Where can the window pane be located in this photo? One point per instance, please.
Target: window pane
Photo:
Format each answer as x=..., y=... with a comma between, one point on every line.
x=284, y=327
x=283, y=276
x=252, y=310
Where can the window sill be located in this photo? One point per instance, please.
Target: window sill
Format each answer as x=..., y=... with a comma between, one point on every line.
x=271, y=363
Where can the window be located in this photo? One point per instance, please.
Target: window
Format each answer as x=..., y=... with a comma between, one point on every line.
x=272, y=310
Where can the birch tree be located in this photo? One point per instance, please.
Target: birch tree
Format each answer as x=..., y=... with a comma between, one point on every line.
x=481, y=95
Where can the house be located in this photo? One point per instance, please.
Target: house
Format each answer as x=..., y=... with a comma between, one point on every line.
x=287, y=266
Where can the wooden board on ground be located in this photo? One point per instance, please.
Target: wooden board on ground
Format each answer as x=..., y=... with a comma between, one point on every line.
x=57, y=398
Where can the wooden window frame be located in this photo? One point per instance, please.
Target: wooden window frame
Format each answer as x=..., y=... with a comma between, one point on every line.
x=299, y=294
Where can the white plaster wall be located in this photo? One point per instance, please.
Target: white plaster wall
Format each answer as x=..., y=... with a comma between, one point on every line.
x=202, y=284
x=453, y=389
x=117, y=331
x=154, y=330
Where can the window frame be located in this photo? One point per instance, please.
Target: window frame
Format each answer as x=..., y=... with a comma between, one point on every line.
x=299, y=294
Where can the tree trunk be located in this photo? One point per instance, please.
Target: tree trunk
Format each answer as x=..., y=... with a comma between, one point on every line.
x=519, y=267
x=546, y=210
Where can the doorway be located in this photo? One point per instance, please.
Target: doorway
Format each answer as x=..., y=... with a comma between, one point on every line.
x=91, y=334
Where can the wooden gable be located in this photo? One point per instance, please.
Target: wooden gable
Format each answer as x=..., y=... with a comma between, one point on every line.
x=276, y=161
====================
Aim: Please reproduce every one of the records above word for word.

Exercise solution:
Where can the window pane be located in this photo? One point per instance, please.
Target: window pane
Photo:
Format each answer as x=..., y=... with a comma between, one point on every line.
x=284, y=327
x=283, y=276
x=252, y=310
Where can the window sill be located in this photo? One point per instance, please.
Target: window sill
Format each answer as x=..., y=... with a comma between, one point on every line.
x=271, y=363
Where can the window be located in this photo? One point per instance, please.
Target: window
Format each answer as x=..., y=... with a comma between, one point on every line.
x=272, y=310
Where can the birch tree be located in this photo? One point per instance, please.
Target: birch tree
Format each answer as x=..., y=... with a comma between, one point on every line.
x=481, y=95
Where can the house be located in this photo? One point per instance, please.
Target: house
Format each answer as x=..., y=... with a comma between, one point on every line.
x=287, y=266
Where can the wooden board on ground be located in this photo? One point per instance, please.
Target: wooden board on ground
Format each answer as x=..., y=... with a comma between, one point on every line.
x=57, y=398
Where can the wooden window frame be located in this photo? One point per instance, please.
Target: wooden window frame
Format each answer as x=..., y=... with a comma between, one point on every line.
x=299, y=294
Where can the white plaster wall be located in this photo? One point per instance, please.
Target: white plaster wall
Format each answer as x=..., y=... with a comma between, one point on every line.
x=202, y=284
x=453, y=389
x=117, y=331
x=154, y=330
Where can the window frame be located in this photo? One point per instance, please.
Target: window frame
Format each answer as x=..., y=... with a comma between, one point on every line.
x=299, y=294
Where can the tree trunk be located in this photo? One point per instance, please.
Target: tree trunk
Format each answer as x=..., y=... with a comma between, one point on every line.
x=519, y=267
x=546, y=210
Where can the doorway be located in this photo? One point per instance, please.
Target: doorway
Format each answer as x=..., y=... with a comma between, one point on every line.
x=91, y=334
Where can the wooden gable be located in this photo? One point per instance, please.
Target: wooden gable
Format each answer as x=..., y=... with a comma between, one point on every line.
x=276, y=161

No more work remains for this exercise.